Growing up, my "fake" ID was my passport. When I applied for it, they read my
birth year wrong (I guess my 7 wasn't too legible and they thought it was a
2). I could barely pass for my own age, let alone 5 years older, but it worked
most of the time.

All my friends ended up using the flaw that I'd inadvertently exposed when
their fakes got confiscated. It was just cheaper and more reliable to use an
actual government-issued ID.

------
fivestar
So many interesting threads to discuss on this matter.

The problem in the US is too many people hate that others have freedom--hence
the MADD group's desire to remove any semblance of fun in order to make
everyone else as miserable as they are.

The US drinking age, if there should be one at all, should revert to 18 and
the ID problem would pretty much disappear.

####

Quote the forum thread about fake IDs word for word, starting at the words "All my friends" and stopping after "on this matter.".

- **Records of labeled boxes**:
####

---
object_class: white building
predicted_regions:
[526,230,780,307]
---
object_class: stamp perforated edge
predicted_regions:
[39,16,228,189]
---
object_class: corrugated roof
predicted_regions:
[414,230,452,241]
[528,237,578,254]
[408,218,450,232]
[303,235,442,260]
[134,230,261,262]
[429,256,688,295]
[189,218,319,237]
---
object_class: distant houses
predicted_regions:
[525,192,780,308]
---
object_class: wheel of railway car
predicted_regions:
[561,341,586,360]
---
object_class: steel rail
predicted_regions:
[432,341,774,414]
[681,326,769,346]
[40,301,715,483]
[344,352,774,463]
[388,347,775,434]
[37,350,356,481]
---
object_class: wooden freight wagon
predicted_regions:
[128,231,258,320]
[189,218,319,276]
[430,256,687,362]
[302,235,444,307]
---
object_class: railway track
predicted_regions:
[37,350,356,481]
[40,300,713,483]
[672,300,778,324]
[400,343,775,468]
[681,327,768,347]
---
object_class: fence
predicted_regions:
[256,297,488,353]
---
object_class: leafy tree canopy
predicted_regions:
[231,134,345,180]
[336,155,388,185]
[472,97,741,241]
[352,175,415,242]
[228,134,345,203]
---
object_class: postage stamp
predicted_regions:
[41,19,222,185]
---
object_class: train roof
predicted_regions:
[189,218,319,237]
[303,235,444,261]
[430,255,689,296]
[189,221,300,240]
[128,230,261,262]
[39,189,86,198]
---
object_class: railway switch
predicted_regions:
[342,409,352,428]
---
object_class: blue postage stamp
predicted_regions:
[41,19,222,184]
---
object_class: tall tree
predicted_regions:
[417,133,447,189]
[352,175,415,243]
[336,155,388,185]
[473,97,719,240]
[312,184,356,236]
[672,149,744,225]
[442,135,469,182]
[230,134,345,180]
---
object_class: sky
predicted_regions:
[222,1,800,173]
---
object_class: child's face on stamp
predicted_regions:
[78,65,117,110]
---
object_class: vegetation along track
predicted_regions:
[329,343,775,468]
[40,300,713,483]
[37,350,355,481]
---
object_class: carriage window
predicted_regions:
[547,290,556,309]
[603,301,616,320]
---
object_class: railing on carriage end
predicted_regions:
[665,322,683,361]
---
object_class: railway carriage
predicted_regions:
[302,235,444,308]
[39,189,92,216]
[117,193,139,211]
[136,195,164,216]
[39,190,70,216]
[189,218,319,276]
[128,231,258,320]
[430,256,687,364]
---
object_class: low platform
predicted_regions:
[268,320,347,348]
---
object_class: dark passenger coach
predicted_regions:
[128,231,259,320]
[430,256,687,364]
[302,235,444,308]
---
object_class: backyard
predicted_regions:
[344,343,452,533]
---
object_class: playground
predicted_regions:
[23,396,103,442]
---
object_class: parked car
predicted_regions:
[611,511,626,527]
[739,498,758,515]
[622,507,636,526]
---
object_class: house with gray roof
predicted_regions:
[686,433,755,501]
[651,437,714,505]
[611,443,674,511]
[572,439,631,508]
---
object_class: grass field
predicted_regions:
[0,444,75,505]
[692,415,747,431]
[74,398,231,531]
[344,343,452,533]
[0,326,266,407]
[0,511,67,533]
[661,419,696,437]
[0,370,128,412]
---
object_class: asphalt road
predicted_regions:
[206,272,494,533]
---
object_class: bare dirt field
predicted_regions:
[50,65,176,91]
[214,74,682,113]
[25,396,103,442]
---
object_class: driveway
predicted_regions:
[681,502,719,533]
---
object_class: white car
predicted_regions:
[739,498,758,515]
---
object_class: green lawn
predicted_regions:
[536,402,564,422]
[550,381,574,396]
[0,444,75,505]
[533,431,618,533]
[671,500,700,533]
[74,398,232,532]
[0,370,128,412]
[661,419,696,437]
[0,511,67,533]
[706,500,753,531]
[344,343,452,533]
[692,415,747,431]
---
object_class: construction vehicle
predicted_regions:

####

- **REPLY TO THE TASK**:
All my friends ended up using the flaw that I'd inadvertently exposed when
their fakes got confiscated. It was just cheaper and more reliable to use an
actual government-issued ID.

------
fivestar
So many interesting threads to discuss on this matter.